* [Passage shown]
▼
Link to full Code in Kaggle and Github

First a note on Ensemble Learning

The general principle of ensemble methods is to construct a linear combination of some model fitting method, instead of using a single fit of the method. The main principle behind the ensemble model is that a group of weak learners come together to form a strong learner, thus increasing the accuracy of the model.When we try to predict the target variable using any machine learning technique, the main causes of difference in actual and predicted values are noise, variance, and bias. Ensemble helps to reduce these factors (except noise, which is irreducible error). The noise-related error is mainly due to noise in the training data and can’t be removed. However, the errors due to bias and variance can be reduced. The total error can be expressed as follows:

Total Error = Bias + Variance + Irreducible Error

Why we do Bootstrap re-sampling

Bootstrapping resamples the original dataset with replacement many thousands of times to create simulated datasets. This process involves drawing random samples from the original dataset. Through bootstrapping you are simply taking samples over and over again from the same group of data (your sample data) to estimate how accurate your estimates about the entire population (what really is out there in the real world) is.

If you were to take one sample and make estimates on the real population, you might not be able to estimate how accurate your estimates are — we only have one estimate and have not identified how this estimate varies with different samples that we might have encountered.

Bootstrap Aggregation (or Bagging for short), is a simple and very powerful ensemble method.

An ensemble method is a technique that combines the predictions from multiple machine learning algorithms together to make more accurate predictions than any individual model.

Bootstrap Aggregation is a general procedure that can be used to reduce the variance for those algorithm that have high variance. An algorithm that has high variance are decision trees, like classification and regression trees (CART).

Decision trees are sensitive to the specific data on which they are trained. If the training data is changed (e.g. a tree is trained on a subset of the training data) the resulting decision tree can be quite different and in turn the predictions can be quite different.

Bagging is the application of the Bootstrap procedure to a high-variance machine learning algorithm, typically decision trees.

Another major drawback associated with the tree classifiers is that they are unstable. That is, a small change in the training data set can result in a very different tree. The reason for this lies in the hierarchical nature of the tree classifiers. An error that occurs in a node at a high level of the tree propagates all the way down to the leaves below it.

And so Bagging (bootstrap aggregating) can reduce the variance and improve the generalization error performance. The basic idea is to create B variants, X1, X2 , . . . , XB , of the training set X, using bootstrap techniques, by uniformly sampling from X with replacement. For each of the training set variants Xi , a tree Ti is constructed. The final decision for the classification of a given point is in favor of the class predicted by the majority of the subclassifiers Ti , i = 1, 2, . . . , B.

Finally Principle of Random Forest with Bootstrapping

The below text is taken from this source

Firstly, using Bootstrap resampling technique, multiple samples are randomly selected from the original training sample set x to generate a new training sample set. Then, multiple decision trees are constructed to form random forest. Finally, the random forest averages the output of each decision tree to determine the final filling result y. Due to the Bootstrap used in the random decision tree generation process, all samples are not used in a decision tree and the unused samples are called out of band (OOB). Through out of band, the accuracy of the tree can be evaluated. The other trees are evaluated according to the principle and finally average the results.
▲
* [Goal of the exercise]
In the text on bagging and random forests:
1. What three causes of difference between actual and predicted values does it name?
2. How is the final classification of a given point decided in bagging?
3. What are samples not used in a decision tree called?
Rely only on the text on bagging and random forests, not on the data.

* [Given information]
▼
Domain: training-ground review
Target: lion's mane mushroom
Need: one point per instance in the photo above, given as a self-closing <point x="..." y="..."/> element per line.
▲
* [Completed task]
1. Noise, variance, and bias.
2. In favor of the class predicted by the majority of the subclassifiers Ti.
3. Out of band (OOB).